Faire fructifier le capital français: spirituel, culturel, social, intellectuel, industriel, financier

Ce dont nous parlons n’est pas seulement une question de tactique électorale ! Il s’agit de savoir si la droite a l’intention, non seulement, de revenir au pouvoir mais, surtout, de rendre au pays sa marge de manoeuvre. « L’Homme ne vit pas seulement de pain » mais il vit aussi de pain ! Aucune nouvelle majorité ne réussira si elle n’est pas capable de ramener la croissance et l’emploi. Aucun gouvernement ne pourra peser sur les affaires internationales s’il ne réussit pas à maîtriser la dette, à rendre, comme le Général en 1958, sa marge de manoeuvre budgétaire et financière au pays. Et pour cela, il n’y a pas cinquante manières de procéder. Ce ne sont pas les mesures d’austérité budgétaire au nom des critères de Maastricht qui nous y aideront ! C’est la libération de la puissance entrepreneuriale française et la protection du secteur privé contre tous les empiètements de la puissance publique. Il est curieux que Buisson ne voit pas ce qui fait la force de Donald Trump: avoir imposé que pour toute nouvelle réglementation, on en supprime deux existantes ! Contrairement à l’image qu’il veut se donner, Emmanuel Macron a une culture économique datée et limitée. Il parle à tout bout de champ de la « start-up nation » mais en oubliant que cette expression, forgée à propos d’Israël, renvoie à ce qui est exactement l’anti-modèle de la France version « En marche ». Israël, comme les Etats-Unis de Trump ou - espérons-le - la Grande-Bretagne gouvernée demain par Boris Johnson, proposent au monde le modèle de la fierté d’un héritage collectif, que l’on entend non seulement transmettre intact mais même faire fructifier, d’une part, et, d’autre part, d’un esprit d’entreprise conquérant, profitant de la vague de la révolution de l’information, de la biotechnologie, de l’intelligence artificielle. 

Aujourd’hui, face au transhumanisme l’humanisme est devenu un conservatisme. Pourquoi la droite s’en priverait-elle? 

Qui ne voit pas non plus que le monde de l’intelligence artificielle, de l’exploration du génome et des nanotechnologies recèle le pire comme le meilleur? Le plus sûr moyen de se retrouver demain dans le cauchemar transhumaniste, du « meilleur des mondes », c’est de laisser le progressisme au pouvoir face aux GAFA et à leurs homologues chinois, les BATX (Baidu, Alibaba, Tencent, Xiaomi)? Aujourd’hui, face au transhumanisme, l’humanisme est devenu un conservatisme - au meilleur sens du mot ! Il s’agit de préserver tout ce qui fait la dignité humaine, aussi bien contre le transhumanisme que contre tous les délires spécistes et les dérives d’une écologie qui ne se mettrait pas au service de l’humanité mais serait fascinée, comme tous les totalitarismes avant elle, par l’éradication d’homo sapiens sapiens ! Ceci veut dire que la droite d’aujourd’hui et de demain a besoin du courant humaniste en son sein, n’en déplaise à Patrick Buisson.

************

Relevez dans le titre de l'extrait chacune des formes de capital français qu'il faudrait faire fructifier.

Données fournies —
************

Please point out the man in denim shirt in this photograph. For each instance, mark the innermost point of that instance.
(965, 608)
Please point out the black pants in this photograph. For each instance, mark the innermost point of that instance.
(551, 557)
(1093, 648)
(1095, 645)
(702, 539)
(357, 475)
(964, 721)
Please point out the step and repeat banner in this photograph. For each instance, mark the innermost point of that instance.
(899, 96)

************

Réponse rédigée —
Spirituel, culturel, social, intellectuel, industriel, financier.